THE DATA ::
## Begin

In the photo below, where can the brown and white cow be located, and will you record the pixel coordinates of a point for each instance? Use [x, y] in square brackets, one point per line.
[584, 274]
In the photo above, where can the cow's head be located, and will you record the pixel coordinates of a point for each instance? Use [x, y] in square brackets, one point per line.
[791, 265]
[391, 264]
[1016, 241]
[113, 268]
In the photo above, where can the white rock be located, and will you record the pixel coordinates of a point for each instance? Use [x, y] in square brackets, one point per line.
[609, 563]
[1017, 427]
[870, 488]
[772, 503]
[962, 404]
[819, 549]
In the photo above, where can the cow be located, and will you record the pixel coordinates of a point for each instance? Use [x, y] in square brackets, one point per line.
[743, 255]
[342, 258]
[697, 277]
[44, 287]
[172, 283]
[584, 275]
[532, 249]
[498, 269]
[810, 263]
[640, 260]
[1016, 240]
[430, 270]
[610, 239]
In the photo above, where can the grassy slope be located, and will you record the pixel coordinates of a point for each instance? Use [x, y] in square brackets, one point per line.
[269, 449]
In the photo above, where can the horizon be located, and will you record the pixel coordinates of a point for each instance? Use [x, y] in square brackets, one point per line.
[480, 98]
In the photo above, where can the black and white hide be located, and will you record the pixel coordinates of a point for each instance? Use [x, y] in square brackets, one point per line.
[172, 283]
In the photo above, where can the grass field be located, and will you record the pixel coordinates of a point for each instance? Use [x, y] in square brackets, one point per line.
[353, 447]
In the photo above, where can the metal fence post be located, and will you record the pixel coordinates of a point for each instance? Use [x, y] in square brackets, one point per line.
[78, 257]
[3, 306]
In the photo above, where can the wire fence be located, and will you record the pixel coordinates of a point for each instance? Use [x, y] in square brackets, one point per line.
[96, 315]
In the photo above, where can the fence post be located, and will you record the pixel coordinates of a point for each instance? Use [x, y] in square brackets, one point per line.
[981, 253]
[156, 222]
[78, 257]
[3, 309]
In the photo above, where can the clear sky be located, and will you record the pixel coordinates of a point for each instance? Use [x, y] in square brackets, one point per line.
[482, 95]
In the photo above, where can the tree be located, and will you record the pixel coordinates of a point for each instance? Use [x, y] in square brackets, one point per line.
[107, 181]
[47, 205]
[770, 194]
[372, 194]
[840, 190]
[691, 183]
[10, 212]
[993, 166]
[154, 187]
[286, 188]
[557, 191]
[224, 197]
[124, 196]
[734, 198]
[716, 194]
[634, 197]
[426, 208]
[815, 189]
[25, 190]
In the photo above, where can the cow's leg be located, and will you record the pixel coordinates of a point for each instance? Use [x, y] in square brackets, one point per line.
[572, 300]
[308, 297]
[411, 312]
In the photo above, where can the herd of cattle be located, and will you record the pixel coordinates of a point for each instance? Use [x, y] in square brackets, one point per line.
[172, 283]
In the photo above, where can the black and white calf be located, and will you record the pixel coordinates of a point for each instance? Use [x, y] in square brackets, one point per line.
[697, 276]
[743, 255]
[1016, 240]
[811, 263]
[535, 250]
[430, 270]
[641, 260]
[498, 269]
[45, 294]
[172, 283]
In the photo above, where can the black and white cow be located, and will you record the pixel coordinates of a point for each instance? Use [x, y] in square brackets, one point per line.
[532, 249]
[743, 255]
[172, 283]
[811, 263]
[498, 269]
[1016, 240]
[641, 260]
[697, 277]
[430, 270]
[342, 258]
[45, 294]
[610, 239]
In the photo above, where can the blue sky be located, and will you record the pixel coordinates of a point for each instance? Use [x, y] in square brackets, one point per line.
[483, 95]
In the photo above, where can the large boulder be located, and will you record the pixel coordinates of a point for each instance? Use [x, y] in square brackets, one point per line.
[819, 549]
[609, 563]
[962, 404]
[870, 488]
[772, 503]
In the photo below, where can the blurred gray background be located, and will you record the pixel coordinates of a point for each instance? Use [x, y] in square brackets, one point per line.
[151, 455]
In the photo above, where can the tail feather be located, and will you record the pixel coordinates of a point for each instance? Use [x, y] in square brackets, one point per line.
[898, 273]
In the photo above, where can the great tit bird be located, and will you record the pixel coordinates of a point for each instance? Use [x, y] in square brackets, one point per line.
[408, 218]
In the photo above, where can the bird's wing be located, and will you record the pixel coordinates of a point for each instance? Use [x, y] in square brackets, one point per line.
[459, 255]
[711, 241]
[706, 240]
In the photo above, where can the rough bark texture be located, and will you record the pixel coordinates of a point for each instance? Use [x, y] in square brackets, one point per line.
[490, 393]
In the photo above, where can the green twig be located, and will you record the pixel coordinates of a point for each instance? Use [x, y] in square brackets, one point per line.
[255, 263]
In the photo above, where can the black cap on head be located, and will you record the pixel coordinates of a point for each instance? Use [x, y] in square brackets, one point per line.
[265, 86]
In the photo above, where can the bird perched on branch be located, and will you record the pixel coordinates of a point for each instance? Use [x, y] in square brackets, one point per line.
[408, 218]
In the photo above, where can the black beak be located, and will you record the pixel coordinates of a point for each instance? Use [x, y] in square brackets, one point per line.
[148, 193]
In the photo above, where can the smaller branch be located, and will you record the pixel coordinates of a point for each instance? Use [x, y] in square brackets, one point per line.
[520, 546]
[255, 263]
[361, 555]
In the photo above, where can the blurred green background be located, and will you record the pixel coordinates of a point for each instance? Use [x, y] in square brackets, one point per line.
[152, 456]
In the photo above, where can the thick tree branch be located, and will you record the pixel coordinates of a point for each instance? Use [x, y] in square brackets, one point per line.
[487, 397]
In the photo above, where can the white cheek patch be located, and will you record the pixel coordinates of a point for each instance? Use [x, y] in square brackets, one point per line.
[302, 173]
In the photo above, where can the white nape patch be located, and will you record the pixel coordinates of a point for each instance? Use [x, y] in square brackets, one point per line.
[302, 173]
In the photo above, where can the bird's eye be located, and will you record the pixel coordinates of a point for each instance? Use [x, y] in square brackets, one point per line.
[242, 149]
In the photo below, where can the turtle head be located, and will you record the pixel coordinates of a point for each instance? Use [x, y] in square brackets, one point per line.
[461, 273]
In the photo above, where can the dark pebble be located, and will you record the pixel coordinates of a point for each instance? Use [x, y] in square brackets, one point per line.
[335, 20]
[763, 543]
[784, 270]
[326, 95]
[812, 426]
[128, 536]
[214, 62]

## End

YOUR OBJECTIVE :: Please copy out, word for word, the lines starting with the line that contains "In the photo below, where can the turtle" and going on through the last line of the items.

EXPECTED ANSWER ::
In the photo below, where can the turtle head be located, and will you record the pixel coordinates of a point for each instance? Use [x, y] in square brackets, one point per line.
[461, 273]
In the photo above, where can the dark pebble be located, and will you record the pixel coordinates of a point for each instance? Use [x, y] in square brackets, one point per line.
[335, 20]
[763, 543]
[784, 270]
[326, 95]
[812, 426]
[128, 536]
[214, 62]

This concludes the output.